**DATA LINES**

::::

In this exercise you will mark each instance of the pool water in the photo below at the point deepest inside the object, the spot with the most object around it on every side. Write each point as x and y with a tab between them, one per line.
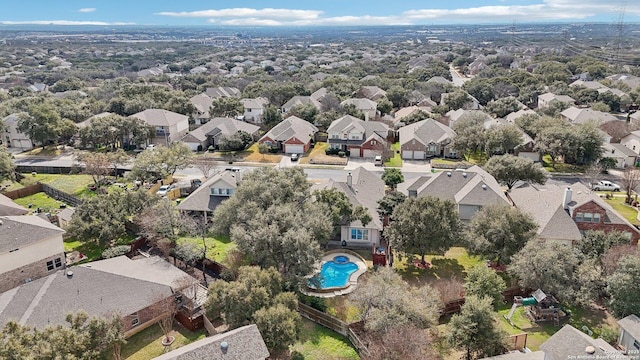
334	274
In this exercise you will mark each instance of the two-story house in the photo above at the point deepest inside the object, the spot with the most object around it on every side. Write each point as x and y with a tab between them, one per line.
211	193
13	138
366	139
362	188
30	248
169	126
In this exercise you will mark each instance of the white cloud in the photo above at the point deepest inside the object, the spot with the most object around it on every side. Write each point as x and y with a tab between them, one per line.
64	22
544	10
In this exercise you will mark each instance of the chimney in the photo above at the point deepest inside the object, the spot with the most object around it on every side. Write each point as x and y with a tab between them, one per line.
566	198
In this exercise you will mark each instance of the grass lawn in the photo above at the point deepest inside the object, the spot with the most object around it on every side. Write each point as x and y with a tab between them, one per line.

::::

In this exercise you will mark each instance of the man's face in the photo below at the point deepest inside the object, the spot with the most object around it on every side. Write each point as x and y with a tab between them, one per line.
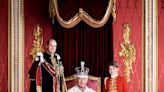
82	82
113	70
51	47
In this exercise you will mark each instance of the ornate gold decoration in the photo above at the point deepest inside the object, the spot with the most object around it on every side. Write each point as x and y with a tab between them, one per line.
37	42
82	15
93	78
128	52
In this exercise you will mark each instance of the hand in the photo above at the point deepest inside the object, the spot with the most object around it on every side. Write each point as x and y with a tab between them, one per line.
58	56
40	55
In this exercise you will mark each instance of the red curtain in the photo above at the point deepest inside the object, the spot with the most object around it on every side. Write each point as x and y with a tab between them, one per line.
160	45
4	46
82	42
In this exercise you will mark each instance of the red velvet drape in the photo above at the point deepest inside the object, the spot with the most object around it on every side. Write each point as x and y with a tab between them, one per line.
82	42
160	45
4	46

::::

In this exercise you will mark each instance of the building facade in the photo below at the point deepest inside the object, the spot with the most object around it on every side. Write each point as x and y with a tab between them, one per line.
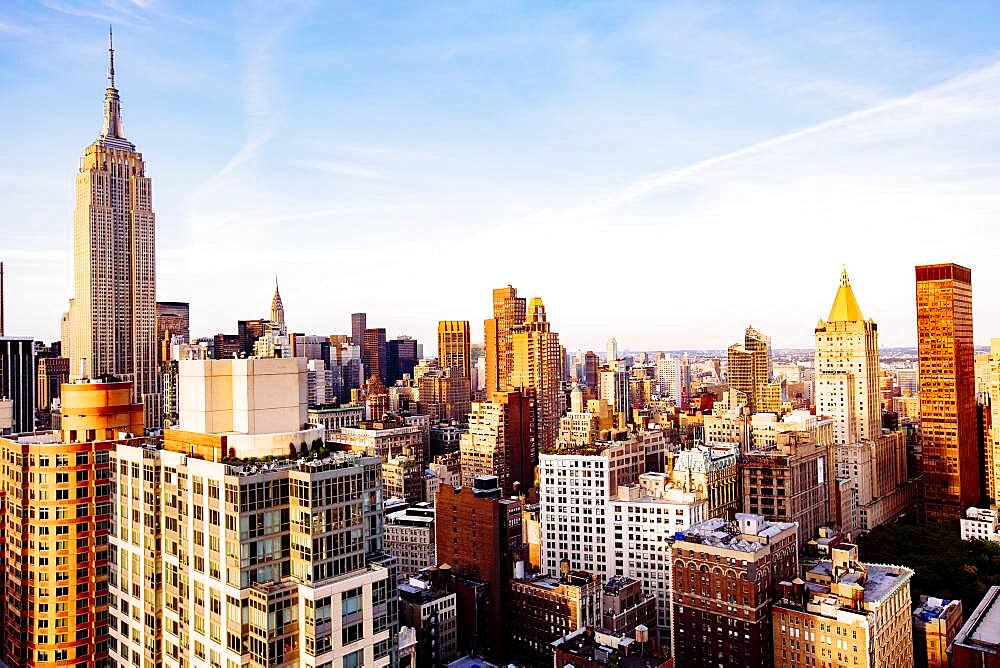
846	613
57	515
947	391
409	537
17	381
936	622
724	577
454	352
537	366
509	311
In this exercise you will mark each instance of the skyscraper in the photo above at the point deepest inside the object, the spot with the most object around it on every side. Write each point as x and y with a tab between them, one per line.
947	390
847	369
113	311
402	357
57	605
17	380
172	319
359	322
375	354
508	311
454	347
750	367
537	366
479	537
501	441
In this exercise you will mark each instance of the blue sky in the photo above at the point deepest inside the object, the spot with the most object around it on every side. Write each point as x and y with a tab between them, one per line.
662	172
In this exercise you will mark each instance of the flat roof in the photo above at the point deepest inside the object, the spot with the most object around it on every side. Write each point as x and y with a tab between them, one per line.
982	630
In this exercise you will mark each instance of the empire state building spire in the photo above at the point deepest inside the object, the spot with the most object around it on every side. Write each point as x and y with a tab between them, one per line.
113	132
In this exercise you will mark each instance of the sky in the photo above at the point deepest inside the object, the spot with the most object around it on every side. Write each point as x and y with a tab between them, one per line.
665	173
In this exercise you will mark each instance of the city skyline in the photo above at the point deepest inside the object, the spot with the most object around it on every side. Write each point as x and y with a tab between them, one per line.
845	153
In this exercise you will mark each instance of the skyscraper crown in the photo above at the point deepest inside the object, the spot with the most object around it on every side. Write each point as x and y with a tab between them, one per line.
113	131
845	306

::::

**SET EXERCISE**
In the listing, rename "exercise" to "activity" in the lines between the one holding "In this exercise you will mark each instance of the white" and the one holding "In this exercise you will mark each instance of the grass", inclusive. Give only those lines, with nothing else changed.

**COMPLETE OUTPUT**
In this activity you will mark each instance of the white cloud in the photo above at the point deepest inside the object, the spot with the most object around it on every side. Write each point as x and y with a tab between them, one per line.
64	22
544	10
In this activity you will mark each instance of the chimney in the photo above at the point deepest inside the object, the spot with the most object around it on every side. Write each point as x and y with a tab between them, one per line.
566	198
In this activity you will mark each instance of the grass lawn in the photo above at the point deepest inside the object, the spot with the most object around it on every side. Write each point as x and y with a tab between them, one per line.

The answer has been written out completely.